→ **Task prompt**
Omitting the pictures, output all of the records precisely as written.

•••

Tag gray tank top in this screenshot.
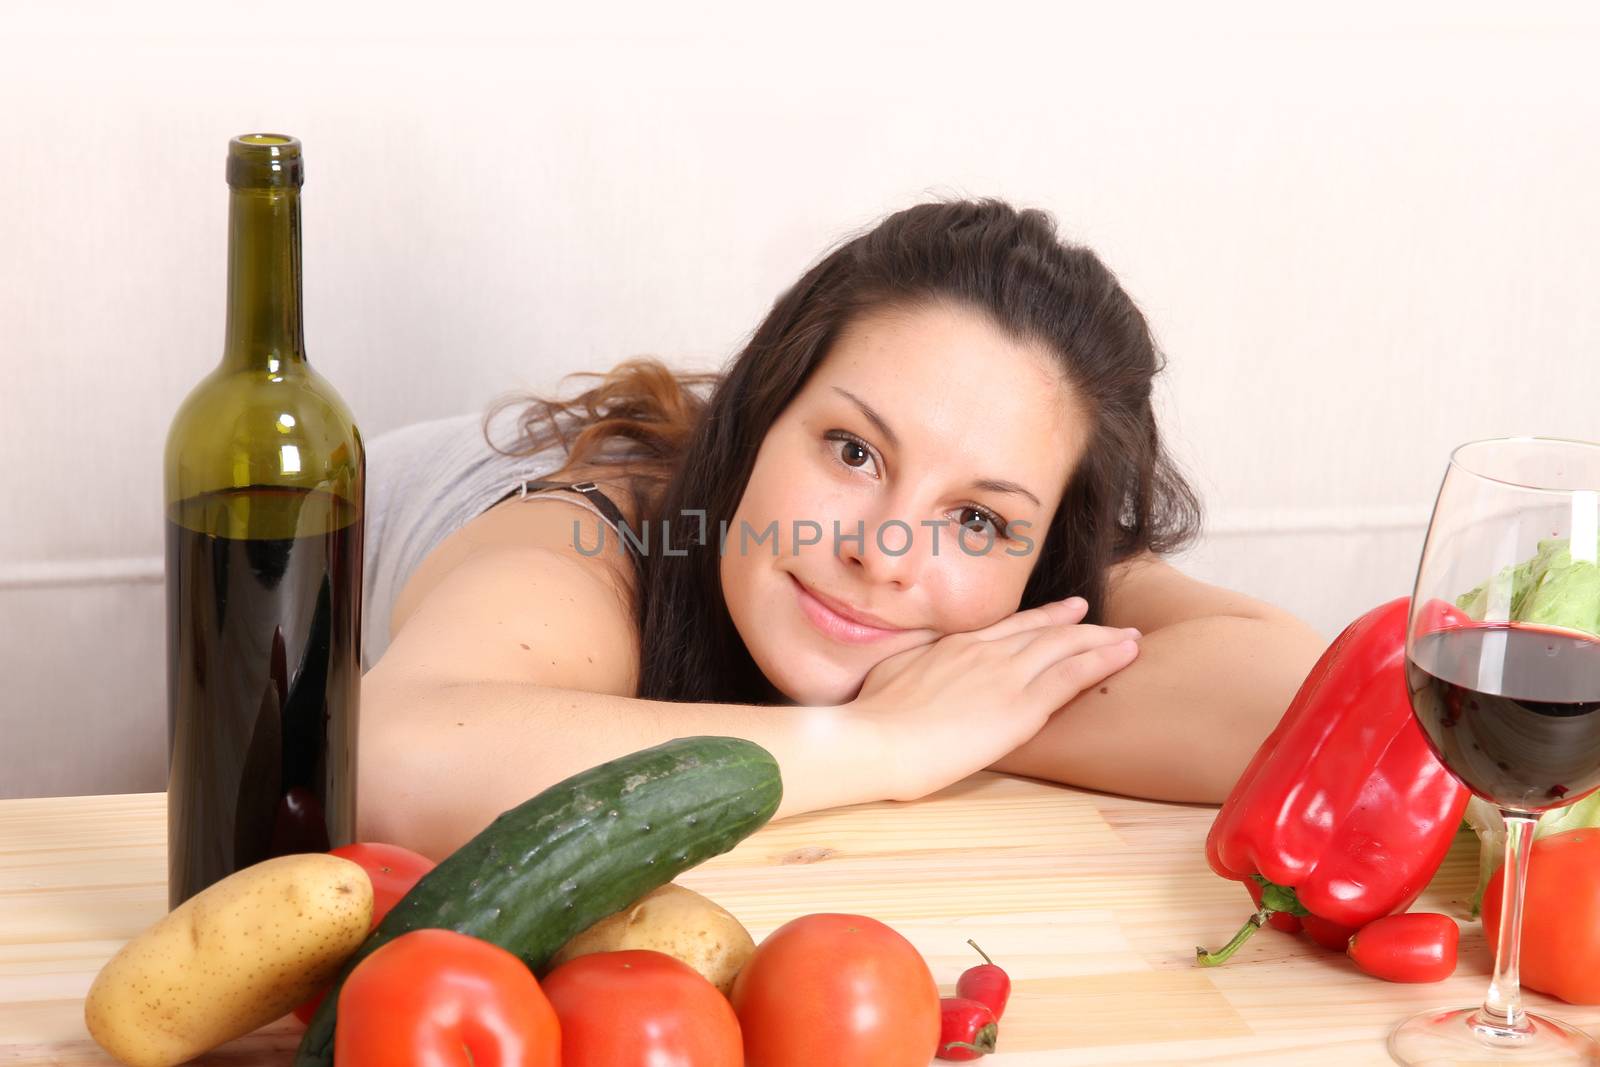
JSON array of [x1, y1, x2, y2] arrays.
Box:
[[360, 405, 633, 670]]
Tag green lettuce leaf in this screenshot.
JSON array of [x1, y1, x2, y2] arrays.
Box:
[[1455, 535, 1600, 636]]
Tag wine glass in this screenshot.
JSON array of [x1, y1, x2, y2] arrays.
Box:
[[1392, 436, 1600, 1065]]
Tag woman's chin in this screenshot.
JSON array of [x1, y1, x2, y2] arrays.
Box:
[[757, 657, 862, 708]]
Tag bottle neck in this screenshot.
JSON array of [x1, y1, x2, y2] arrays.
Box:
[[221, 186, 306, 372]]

•••

→ **Result for this task**
Tag gray tank top in this screenshot.
JSON array of [x1, y1, x2, y2] arrays.
Box:
[[360, 405, 633, 670]]
Tag green lettuce leaf in this screenshot.
JSON array of [x1, y1, x2, y2] arrays.
Box:
[[1455, 535, 1600, 636]]
Tag wine glass in this screenshot.
JSON array of [x1, y1, x2, y2] arrays.
Box:
[[1392, 436, 1600, 1065]]
Tag woman's chin in this screenshot.
JSON array of [x1, y1, x2, y2] arrays.
Box:
[[757, 657, 862, 708]]
Tag bottle neck in this screenshot.
JSON array of [x1, y1, x2, y2] arrays.
Box:
[[221, 186, 306, 372]]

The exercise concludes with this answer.